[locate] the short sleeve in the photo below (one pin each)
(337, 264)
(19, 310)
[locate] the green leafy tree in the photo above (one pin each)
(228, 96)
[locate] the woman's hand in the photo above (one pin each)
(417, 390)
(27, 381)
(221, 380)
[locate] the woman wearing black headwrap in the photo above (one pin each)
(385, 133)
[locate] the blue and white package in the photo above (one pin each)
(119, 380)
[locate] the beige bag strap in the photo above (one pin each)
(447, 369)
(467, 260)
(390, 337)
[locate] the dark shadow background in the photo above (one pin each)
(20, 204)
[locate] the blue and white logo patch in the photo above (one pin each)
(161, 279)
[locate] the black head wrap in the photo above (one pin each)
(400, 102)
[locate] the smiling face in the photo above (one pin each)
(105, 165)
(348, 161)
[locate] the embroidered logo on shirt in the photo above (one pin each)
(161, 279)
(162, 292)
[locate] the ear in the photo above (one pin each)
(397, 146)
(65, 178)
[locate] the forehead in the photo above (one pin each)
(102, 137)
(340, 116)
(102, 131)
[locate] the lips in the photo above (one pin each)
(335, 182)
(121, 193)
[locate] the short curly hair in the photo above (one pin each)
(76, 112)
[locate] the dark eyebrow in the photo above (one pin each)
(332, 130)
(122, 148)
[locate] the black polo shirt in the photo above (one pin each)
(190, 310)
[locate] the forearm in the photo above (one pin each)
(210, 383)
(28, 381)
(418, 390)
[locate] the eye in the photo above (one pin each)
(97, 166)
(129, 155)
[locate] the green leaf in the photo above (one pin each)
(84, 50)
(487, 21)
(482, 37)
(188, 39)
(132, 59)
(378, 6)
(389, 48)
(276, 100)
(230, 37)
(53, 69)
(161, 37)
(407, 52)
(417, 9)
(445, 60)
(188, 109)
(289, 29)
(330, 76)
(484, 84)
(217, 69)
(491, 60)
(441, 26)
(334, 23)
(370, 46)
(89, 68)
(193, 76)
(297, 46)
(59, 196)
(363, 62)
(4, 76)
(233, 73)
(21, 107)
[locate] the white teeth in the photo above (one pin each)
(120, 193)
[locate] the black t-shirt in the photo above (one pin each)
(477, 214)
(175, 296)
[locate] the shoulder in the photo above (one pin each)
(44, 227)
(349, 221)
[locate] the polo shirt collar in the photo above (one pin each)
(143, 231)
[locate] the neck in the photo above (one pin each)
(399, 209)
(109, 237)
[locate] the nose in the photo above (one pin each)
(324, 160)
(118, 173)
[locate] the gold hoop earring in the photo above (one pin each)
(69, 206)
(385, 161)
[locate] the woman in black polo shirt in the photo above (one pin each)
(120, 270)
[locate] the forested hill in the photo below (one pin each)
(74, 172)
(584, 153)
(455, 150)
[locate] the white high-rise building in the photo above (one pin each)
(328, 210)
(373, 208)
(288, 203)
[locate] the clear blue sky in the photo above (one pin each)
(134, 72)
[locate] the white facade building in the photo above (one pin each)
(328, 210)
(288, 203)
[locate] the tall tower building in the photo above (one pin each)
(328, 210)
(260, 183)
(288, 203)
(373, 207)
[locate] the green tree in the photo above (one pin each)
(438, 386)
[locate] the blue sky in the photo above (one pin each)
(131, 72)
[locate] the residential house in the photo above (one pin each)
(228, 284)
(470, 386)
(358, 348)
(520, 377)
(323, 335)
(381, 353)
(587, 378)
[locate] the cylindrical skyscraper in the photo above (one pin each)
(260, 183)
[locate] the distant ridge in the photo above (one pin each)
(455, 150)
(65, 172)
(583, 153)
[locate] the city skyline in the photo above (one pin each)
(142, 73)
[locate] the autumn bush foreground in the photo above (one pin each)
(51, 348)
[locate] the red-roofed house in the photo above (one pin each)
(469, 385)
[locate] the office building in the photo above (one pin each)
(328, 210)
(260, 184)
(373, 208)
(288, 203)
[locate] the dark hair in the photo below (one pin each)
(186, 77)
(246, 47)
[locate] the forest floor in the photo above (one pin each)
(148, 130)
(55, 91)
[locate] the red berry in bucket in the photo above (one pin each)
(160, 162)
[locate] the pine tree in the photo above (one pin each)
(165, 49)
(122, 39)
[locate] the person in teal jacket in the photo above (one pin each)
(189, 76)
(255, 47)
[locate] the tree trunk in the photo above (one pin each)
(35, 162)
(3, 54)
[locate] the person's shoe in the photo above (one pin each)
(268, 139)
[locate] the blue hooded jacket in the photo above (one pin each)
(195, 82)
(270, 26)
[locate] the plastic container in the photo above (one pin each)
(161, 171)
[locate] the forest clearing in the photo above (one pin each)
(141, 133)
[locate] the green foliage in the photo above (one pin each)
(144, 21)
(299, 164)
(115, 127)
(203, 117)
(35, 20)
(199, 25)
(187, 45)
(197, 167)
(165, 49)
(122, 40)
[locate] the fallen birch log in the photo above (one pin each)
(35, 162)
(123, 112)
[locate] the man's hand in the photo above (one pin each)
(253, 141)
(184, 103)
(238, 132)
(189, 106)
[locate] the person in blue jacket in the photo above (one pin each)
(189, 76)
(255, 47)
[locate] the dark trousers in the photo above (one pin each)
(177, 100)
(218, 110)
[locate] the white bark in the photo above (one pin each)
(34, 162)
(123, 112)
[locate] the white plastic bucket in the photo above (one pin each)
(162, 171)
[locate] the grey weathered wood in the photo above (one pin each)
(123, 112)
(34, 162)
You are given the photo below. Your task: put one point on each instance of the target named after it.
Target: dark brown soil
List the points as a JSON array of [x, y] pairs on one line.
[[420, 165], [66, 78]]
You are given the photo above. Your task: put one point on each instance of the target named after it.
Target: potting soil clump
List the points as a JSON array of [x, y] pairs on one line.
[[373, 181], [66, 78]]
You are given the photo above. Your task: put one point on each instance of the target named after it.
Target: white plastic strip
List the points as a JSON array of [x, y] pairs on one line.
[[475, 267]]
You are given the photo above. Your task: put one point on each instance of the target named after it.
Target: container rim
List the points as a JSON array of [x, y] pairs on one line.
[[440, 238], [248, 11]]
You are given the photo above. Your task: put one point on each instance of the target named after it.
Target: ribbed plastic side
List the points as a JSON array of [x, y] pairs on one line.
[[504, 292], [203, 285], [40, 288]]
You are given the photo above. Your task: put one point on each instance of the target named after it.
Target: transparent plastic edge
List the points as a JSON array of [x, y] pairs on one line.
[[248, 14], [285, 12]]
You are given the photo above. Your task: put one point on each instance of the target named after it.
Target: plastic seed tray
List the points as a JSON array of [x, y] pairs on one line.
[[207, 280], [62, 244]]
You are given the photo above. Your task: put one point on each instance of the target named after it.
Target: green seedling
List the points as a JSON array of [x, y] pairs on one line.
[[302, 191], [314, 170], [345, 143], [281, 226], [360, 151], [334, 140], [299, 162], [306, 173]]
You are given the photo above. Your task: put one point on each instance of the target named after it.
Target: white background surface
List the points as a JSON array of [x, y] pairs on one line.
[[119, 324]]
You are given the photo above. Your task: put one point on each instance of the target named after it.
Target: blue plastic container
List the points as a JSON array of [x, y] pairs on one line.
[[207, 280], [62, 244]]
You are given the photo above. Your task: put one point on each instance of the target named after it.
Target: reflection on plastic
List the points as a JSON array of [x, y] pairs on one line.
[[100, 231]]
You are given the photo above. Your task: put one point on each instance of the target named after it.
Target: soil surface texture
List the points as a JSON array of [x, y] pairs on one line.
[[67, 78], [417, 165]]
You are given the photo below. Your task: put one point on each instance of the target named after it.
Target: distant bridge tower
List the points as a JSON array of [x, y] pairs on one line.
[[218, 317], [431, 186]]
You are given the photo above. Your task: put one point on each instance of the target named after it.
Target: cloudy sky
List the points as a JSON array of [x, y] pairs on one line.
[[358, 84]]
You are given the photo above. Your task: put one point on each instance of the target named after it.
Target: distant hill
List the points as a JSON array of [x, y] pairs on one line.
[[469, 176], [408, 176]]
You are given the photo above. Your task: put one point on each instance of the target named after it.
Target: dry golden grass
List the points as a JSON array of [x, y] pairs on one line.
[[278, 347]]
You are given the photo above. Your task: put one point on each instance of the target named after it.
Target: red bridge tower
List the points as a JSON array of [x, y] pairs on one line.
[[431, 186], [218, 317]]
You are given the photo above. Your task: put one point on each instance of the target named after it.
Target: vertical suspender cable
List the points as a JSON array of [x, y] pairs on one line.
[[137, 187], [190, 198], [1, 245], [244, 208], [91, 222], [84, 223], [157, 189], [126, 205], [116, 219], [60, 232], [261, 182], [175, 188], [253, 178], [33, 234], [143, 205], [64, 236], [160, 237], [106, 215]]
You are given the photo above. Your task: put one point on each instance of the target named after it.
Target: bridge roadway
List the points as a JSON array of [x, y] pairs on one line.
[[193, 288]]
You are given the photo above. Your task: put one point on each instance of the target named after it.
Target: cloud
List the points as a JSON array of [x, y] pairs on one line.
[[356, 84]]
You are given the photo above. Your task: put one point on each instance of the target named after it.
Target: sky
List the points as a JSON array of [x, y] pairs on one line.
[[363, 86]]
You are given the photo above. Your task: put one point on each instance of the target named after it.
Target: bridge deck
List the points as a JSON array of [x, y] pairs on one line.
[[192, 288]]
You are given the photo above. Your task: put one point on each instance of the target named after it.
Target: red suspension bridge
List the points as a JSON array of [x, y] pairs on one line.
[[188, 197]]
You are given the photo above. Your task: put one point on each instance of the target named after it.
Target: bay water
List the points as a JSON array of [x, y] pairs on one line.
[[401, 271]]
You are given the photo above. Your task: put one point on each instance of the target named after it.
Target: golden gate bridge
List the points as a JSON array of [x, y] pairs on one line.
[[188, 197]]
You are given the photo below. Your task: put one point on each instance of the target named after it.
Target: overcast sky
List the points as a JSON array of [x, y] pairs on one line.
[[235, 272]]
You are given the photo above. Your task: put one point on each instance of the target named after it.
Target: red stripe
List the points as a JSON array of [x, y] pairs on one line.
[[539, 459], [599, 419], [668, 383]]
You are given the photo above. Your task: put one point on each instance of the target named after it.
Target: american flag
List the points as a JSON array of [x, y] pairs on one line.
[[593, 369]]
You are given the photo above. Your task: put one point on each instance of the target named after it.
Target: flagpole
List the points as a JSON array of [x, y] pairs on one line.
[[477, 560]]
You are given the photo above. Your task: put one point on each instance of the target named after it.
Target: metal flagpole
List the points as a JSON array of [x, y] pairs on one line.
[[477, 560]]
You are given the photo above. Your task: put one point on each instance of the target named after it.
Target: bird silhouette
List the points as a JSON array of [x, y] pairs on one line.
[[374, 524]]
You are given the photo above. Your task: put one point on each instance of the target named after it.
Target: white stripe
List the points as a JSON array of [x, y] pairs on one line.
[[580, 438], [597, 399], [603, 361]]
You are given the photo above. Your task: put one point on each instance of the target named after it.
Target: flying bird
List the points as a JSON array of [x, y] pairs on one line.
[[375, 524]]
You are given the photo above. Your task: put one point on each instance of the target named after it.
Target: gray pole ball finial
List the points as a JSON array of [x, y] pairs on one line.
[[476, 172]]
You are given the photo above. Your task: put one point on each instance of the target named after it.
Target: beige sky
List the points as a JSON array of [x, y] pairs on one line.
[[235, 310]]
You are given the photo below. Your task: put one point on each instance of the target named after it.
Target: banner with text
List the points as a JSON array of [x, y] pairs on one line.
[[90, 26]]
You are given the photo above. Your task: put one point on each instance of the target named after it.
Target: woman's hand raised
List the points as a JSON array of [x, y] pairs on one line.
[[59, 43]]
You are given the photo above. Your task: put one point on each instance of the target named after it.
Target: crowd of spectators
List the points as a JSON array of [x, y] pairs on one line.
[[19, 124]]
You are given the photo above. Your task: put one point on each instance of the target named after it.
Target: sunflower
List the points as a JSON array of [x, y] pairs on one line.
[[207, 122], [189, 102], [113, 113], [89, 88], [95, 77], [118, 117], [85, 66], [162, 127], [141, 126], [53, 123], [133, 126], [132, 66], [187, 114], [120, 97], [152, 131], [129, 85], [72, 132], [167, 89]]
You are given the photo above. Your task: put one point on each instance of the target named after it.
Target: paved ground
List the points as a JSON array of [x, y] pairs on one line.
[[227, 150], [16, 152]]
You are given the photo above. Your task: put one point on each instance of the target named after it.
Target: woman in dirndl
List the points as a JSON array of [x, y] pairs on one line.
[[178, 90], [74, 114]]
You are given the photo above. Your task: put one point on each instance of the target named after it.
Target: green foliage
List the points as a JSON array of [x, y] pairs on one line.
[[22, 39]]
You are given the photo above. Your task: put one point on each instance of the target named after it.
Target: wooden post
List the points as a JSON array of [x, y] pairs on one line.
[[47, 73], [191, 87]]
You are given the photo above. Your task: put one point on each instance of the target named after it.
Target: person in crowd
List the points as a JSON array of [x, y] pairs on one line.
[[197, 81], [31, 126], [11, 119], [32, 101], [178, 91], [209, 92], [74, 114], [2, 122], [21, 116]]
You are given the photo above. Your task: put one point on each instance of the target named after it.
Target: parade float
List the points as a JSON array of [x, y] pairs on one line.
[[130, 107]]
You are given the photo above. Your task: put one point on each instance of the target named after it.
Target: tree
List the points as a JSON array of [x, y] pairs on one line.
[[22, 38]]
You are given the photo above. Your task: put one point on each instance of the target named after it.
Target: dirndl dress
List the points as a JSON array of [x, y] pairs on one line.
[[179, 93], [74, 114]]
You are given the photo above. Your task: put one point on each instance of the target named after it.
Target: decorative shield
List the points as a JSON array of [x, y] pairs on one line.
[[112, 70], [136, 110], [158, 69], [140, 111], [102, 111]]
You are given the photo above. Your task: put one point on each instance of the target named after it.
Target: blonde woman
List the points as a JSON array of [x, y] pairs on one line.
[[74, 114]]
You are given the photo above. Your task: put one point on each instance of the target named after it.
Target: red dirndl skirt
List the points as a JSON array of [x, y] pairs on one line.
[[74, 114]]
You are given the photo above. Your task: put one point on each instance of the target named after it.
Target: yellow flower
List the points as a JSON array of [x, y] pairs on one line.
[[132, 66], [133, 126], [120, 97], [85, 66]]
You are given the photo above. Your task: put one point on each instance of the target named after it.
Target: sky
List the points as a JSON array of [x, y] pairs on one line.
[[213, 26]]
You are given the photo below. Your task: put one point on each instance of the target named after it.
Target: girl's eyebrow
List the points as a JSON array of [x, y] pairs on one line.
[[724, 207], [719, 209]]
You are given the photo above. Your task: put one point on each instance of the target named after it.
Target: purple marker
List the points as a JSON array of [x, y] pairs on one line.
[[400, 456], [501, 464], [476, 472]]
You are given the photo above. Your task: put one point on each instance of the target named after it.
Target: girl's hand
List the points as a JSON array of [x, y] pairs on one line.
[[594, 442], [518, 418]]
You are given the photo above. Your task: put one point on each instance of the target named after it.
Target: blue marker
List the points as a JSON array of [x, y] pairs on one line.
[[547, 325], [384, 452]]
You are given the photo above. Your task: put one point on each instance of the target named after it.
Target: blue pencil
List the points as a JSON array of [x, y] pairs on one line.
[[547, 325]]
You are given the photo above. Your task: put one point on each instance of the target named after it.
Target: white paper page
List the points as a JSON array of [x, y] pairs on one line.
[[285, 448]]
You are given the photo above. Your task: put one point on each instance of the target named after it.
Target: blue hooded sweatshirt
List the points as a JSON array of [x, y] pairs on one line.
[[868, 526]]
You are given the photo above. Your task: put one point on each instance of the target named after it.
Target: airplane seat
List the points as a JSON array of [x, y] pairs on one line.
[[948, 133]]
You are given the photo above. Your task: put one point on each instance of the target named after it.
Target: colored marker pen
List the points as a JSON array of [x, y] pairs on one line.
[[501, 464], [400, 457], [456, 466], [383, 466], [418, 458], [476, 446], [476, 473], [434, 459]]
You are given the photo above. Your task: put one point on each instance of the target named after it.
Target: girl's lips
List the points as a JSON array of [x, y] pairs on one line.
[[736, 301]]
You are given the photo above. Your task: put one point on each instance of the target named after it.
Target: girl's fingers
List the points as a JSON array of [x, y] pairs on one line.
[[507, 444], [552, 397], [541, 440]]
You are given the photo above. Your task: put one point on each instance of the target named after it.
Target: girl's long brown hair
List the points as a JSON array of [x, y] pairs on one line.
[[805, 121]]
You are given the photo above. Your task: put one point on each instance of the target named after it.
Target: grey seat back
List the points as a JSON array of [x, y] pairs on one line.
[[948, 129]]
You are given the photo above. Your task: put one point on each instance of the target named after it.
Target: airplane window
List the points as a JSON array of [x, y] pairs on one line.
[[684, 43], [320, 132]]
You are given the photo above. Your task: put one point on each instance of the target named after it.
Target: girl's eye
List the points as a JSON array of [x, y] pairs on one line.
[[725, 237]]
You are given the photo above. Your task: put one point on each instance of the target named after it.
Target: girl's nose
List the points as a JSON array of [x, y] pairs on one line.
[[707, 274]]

****

Report how many lines of the entries include the word "brown", and let the number stand alone.

2